# Collected data

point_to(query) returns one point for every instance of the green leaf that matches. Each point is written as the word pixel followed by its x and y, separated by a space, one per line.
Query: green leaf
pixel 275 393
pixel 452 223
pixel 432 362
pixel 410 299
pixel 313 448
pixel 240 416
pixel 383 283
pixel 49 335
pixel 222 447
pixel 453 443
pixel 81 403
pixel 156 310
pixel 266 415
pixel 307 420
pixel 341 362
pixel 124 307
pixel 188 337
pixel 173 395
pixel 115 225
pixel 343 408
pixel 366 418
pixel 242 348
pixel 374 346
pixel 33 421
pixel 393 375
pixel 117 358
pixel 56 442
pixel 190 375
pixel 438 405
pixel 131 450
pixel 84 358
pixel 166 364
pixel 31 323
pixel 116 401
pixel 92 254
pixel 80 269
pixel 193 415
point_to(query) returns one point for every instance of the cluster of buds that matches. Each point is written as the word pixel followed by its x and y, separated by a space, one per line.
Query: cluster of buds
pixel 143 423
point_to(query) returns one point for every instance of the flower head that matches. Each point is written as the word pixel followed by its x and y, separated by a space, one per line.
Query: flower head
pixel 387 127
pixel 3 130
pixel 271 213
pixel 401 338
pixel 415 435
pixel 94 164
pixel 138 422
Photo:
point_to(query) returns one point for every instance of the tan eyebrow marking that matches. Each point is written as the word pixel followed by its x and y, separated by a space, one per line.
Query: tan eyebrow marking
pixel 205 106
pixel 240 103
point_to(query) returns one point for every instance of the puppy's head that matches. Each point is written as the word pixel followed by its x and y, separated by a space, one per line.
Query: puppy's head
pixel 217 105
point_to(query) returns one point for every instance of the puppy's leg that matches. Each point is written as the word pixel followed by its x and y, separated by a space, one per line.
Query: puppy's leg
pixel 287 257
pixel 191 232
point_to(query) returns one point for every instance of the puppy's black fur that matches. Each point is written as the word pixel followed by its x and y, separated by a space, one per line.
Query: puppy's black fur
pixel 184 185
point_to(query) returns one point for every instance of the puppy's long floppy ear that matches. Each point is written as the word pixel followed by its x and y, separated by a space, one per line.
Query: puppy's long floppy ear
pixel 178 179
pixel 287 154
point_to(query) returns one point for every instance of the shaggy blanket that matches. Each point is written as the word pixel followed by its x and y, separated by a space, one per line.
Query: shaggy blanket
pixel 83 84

# Problem description
Give the lines above as a JSON list of strings, one string per line and no blank lines. Include only the part that opens with the line containing "the puppy's head" and closes with the line containing "pixel 184 185", both of those lines included.

# Expected output
[
  "point_to(query) returns one point for every instance of the puppy's head that matches. Each point is written as the word pixel followed by its x and y, separated by a space, one per line.",
  "Query: puppy's head",
  "pixel 217 105",
  "point_to(query) returns one point for every instance of the puppy's leg that matches. Each point is written as the word pixel followed by its x and y, separated by a space, one per line.",
  "Query: puppy's leg",
  "pixel 287 257",
  "pixel 191 232",
  "point_to(query) returns one point for every instance of the puppy's black fur that matches. Each point is written as the word pixel followed by its x and y, separated by a space, one per line.",
  "Query: puppy's black fur",
  "pixel 184 185"
]